◆ Stored data
[BEGIN]
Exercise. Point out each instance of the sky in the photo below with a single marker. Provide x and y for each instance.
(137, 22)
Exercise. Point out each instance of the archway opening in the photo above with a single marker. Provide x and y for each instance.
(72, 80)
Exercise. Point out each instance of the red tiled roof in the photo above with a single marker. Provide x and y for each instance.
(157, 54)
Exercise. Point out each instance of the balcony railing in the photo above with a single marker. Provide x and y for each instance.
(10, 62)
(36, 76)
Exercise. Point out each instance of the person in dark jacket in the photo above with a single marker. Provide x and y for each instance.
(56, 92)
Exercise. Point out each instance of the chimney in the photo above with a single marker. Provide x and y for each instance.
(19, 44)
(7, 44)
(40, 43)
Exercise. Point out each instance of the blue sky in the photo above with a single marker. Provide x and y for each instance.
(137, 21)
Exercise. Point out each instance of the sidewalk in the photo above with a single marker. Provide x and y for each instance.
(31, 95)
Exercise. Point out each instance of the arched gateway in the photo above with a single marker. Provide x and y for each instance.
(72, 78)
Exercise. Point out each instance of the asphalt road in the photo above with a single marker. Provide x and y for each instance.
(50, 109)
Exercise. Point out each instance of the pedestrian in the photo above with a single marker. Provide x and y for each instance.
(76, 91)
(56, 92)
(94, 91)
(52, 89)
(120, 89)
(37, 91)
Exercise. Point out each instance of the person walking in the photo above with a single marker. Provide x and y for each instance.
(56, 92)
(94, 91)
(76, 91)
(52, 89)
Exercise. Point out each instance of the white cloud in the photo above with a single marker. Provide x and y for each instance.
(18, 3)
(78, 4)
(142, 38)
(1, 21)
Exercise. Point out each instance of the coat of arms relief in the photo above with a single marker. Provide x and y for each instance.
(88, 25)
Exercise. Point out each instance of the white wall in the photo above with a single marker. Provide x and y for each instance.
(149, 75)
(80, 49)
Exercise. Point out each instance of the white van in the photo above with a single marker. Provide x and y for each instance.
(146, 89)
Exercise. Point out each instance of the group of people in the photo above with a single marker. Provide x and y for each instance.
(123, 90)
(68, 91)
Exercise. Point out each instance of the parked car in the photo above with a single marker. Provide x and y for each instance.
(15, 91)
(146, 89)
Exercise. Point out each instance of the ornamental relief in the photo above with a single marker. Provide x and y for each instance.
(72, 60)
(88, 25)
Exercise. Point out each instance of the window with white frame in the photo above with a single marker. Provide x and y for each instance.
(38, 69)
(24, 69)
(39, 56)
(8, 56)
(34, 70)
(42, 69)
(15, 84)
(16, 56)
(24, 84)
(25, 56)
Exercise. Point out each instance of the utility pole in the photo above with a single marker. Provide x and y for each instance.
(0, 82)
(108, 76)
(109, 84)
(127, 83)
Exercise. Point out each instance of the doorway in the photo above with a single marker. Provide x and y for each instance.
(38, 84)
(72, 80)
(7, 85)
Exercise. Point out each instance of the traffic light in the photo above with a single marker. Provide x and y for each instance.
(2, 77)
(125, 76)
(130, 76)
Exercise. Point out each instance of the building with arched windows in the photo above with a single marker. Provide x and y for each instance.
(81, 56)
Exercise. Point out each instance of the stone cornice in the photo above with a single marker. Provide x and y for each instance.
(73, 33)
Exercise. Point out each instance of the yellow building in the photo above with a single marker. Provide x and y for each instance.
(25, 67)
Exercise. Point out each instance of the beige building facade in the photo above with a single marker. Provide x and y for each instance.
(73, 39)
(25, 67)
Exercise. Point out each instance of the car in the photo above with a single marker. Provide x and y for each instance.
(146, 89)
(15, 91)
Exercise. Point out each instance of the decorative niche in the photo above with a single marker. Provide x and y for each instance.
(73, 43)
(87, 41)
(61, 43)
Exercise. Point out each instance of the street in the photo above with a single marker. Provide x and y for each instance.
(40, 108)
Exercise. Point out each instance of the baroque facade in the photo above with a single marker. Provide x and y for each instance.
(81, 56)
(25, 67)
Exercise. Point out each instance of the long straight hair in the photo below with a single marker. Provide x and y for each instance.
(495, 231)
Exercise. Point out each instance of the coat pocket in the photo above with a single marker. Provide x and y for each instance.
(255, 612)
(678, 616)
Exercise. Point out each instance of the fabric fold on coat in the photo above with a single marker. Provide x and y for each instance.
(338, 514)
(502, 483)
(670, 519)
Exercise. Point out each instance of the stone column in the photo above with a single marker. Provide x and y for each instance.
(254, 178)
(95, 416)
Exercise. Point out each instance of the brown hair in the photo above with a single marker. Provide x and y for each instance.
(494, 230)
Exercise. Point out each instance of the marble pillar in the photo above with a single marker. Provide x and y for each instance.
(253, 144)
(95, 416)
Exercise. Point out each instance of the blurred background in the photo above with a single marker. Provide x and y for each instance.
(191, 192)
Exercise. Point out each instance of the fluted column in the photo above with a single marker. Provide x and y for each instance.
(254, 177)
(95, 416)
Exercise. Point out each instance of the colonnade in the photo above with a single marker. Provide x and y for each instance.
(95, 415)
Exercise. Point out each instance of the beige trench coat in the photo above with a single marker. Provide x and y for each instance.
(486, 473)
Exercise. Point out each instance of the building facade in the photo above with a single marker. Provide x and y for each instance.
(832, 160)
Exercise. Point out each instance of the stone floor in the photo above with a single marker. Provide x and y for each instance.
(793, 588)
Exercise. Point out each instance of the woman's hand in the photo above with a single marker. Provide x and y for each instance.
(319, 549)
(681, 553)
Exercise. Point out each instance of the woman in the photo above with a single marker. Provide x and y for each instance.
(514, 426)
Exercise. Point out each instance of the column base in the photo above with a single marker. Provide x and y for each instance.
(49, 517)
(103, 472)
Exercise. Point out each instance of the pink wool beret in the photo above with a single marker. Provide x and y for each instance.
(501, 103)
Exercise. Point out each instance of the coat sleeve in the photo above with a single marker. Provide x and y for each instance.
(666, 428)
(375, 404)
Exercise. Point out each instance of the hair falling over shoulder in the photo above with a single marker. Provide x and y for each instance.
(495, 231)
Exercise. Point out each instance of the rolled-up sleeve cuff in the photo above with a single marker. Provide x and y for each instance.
[END]
◆ Written request
Give back, unchanged, every line from the one with "Exercise. Point out each instance of the stone column" to the end of the entries above.

◆ Correct output
Exercise. Point out each instance of the stone column in the photo above with a single marker. Provide x and y for each instance.
(254, 178)
(95, 416)
Exercise. Point out each instance of the brown hair in the photo above with a single marker. Provide x and y for each instance.
(494, 230)
Exercise. Point out each instance of the marble pillar in the photo above with a single marker. Provide x and y for each instance.
(253, 144)
(95, 416)
Exercise. Point out each instance of the blurred background in the photo above with a single marker. Provide x and y for each instance.
(191, 192)
Exercise. Point out each instance of the fluted column in the photo above with a single marker. Provide x and y for each instance.
(254, 177)
(95, 416)
Exercise. Point out each instance of the colonnade in the photo above with a single marker. Provide x and y for each instance.
(95, 415)
Exercise. Point out each instance of the beige trench coat in the photo above with a single marker. Provide x and y for each instance.
(486, 473)
Exercise. Point out each instance of the building facade in the photo above with a single marker. Provide x and y for each instance.
(832, 160)
Exercise. Point out each instance of the stone floor in the photo above with a single marker. Provide x and y for each instance.
(793, 588)
Exercise. Point out each instance of the woman's hand in the photo above with a single marker. Provide x and y for each instance.
(319, 549)
(681, 553)
Exercise. Point out each instance of the woman in the photo above with a single marker. Provide x and y for each instance.
(514, 426)
Exercise. Point out each instance of the column base in the photo above with a single marker. Provide x and y for each instance.
(49, 517)
(103, 472)
Exercise. Point out each instance of the pink wool beret in the photo above with a single marker. Provide x and y for each instance.
(501, 103)
Exercise. Point out each instance of the coat sleeve in the photo above with a single marker. Provide x and y for each instance.
(666, 428)
(375, 404)
Exercise. Point out each instance of the hair falling over shoulder in the photo above with a single marker. Provide x and y for each instance.
(495, 231)
Exercise. Point out each instance of the rolled-up sleeve cuff in the photo above with a single marker. Provide x and y for each instance.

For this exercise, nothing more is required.